_Given problem a_: In the mailing-list excerpt on AVCHD seeking, which file does the reviewer ask for all of the new seeking code to be placed in?

[FFmpeg-devel] [PATCH] First shot at AVCHD seeking via new seeking API

Sun Jul 26 23:07:22 CEST 2009

On 07/26/2009 06:00 AM, Ivan Schreter wrote:
> Hi Baptiste,
>
> first of all, thanks for the review.
>
> I am also trying to put this searching routine to work for MPEG-PS, so
> I'll have to change the code a bit (hopefully only two things). I'll
> explain in the comments below.
>
> Baptiste Coudurier wrote:
>> Hi Ivan,
>>
>> On 07/25/2009 04:14 AM, Ivan Schreter wrote:
>>> Hi,
>>>
>>> [...]
>>> If noone objects, I'll commit them during the next week.
>>>
>>
>> Since it is only used in mpegts for now, please put all the code in
>> mpegts.c, these symbols do not need to be exported.
> Yes and no. As I wrote above, I'm trying to put this to work for MPEG-PS
> as well. I've seen that MPEG-PS uses index API, but it seems not to work
> correctly for seeking anyway. The same method used for seeking in
> MPEG-TS can be also used in MPEG-PS (without an index). Other formats
> will probably profit from it as well.

Maybe other formats will profit, yes, we will see in the future.

_Data shown_:
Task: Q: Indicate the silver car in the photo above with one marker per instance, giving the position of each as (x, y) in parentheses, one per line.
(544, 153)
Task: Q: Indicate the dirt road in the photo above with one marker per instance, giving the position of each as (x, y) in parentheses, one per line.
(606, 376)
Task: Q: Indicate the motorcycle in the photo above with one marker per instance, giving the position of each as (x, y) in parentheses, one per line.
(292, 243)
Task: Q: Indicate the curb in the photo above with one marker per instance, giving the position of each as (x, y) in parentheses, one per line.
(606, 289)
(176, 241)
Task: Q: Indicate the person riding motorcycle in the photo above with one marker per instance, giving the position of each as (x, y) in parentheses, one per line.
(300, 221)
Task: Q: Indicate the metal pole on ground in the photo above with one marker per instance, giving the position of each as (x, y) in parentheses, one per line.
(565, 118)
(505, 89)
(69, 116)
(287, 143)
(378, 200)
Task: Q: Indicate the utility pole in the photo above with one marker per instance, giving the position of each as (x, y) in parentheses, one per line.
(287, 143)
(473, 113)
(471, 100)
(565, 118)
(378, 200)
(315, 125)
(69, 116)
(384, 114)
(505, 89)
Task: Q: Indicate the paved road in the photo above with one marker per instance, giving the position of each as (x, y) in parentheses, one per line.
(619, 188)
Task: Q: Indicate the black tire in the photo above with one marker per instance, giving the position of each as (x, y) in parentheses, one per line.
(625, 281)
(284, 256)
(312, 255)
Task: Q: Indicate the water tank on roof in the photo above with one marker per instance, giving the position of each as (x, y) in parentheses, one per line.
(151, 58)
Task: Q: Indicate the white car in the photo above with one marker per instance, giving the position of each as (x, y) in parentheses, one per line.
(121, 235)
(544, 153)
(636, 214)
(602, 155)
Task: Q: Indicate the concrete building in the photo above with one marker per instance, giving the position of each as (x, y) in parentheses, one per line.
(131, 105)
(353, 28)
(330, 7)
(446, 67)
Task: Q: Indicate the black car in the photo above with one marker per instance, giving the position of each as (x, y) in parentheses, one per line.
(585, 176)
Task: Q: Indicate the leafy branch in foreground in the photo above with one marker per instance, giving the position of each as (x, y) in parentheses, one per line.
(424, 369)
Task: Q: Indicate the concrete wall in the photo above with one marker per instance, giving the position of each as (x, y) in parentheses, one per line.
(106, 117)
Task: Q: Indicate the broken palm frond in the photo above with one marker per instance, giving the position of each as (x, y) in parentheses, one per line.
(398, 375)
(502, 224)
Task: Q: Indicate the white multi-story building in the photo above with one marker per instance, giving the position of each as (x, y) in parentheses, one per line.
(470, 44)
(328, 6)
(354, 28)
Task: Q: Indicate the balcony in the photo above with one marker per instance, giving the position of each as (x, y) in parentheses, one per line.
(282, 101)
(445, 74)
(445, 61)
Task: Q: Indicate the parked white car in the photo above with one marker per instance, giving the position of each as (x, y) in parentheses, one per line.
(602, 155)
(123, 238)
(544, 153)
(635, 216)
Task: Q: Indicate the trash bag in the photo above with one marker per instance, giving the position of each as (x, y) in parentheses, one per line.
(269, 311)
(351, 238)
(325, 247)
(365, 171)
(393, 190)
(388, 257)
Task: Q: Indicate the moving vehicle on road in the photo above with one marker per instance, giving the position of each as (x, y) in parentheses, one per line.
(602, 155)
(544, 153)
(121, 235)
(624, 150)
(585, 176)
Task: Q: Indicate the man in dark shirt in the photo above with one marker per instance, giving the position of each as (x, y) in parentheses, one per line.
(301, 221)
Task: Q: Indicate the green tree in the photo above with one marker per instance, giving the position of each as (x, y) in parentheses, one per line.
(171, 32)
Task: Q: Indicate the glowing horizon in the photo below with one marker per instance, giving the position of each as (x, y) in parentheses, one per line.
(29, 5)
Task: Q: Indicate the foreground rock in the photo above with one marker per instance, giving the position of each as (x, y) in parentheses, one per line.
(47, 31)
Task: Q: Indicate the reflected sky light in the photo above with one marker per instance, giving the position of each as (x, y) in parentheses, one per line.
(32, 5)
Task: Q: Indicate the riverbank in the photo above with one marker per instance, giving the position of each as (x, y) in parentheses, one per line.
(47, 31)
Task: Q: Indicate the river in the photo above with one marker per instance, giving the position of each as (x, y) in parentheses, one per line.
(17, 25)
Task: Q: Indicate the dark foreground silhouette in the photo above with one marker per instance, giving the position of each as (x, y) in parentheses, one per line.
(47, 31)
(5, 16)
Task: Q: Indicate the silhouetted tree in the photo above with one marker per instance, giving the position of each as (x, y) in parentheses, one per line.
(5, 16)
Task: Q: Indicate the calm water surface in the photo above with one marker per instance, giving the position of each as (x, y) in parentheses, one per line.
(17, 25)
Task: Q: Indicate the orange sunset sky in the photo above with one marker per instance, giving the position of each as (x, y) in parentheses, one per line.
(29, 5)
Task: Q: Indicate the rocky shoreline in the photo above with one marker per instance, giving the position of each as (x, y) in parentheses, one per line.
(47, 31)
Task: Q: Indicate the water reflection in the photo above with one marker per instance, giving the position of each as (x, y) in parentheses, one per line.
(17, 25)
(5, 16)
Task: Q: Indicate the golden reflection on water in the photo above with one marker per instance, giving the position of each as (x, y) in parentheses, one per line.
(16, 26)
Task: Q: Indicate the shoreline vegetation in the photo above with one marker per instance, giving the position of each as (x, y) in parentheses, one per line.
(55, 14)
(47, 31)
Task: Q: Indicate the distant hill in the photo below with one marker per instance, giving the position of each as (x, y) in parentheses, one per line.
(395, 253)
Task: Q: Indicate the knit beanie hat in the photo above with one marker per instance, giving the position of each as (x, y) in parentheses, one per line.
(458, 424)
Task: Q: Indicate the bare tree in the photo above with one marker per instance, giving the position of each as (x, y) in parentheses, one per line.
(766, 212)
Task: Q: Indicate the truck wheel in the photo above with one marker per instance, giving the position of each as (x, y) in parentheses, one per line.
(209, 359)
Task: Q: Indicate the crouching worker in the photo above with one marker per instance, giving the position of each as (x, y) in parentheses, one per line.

_Given problem b_: Copy out the records verbatim, starting at the line that contains "Task: Q: Indicate the shoreline" and ending at the last line of the records, with both ends included.

_Expected output a_: mpegts.c

_Expected output b_:
Task: Q: Indicate the shoreline vegetation in the photo above with one marker per instance, giving the position of each as (x, y) in parentheses, one per line.
(55, 14)
(47, 31)
Task: Q: Indicate the distant hill in the photo below with one marker per instance, giving the position of each as (x, y) in parentheses, one per line.
(395, 253)
Task: Q: Indicate the knit beanie hat in the photo above with one marker per instance, giving the position of each as (x, y) in parentheses, one per line.
(458, 424)
Task: Q: Indicate the bare tree in the photo above with one marker per instance, giving the position of each as (x, y) in parentheses, one per line.
(766, 212)
Task: Q: Indicate the truck wheel in the photo above with one marker per instance, giving the position of each as (x, y) in parentheses, one per line.
(209, 359)
Task: Q: Indicate the crouching worker in the photo above with one marker per instance, giving the position of each as (x, y) in parentheses, one per line.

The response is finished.